§ **What you will do**: Retype each of the records below word for word, including every answer line, and omit the pictures.

§ **Exercise data**:

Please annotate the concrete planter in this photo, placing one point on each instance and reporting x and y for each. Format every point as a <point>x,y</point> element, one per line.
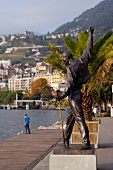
<point>93,127</point>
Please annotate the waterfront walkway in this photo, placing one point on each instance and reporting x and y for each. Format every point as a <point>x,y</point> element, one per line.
<point>32,151</point>
<point>25,151</point>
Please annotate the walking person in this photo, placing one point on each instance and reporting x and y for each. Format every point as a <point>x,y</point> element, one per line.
<point>26,123</point>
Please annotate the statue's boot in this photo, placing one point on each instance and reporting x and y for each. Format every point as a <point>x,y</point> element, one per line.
<point>85,147</point>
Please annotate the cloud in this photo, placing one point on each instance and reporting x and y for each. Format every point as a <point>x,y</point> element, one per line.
<point>39,15</point>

§ **Finished task**:
Please annotate the concrete planter in this photo, placing one point on each instance and reporting x and y for each. Format every point as a <point>x,y</point> element, one per line.
<point>93,127</point>
Please annotate the waterfront walkway in this photo, placing one point on each instance and reporting x and y for each. Format every point as a <point>x,y</point> element, one per line.
<point>32,151</point>
<point>25,151</point>
Please annotate the walking person in this photo, placing one point on each instance and reporting x and y for each. Format every point as a <point>x,y</point> element, one per line.
<point>26,123</point>
Please annotate the statue's boot in this photo, placing one point on each instance and reporting x and y for each. Format every point as a <point>x,y</point> element, one per line.
<point>85,147</point>
Please annotate the cloud in this photo, placing one point on each instance and reporting x and y for each. Format every point as a <point>x,y</point> element, one per line.
<point>39,15</point>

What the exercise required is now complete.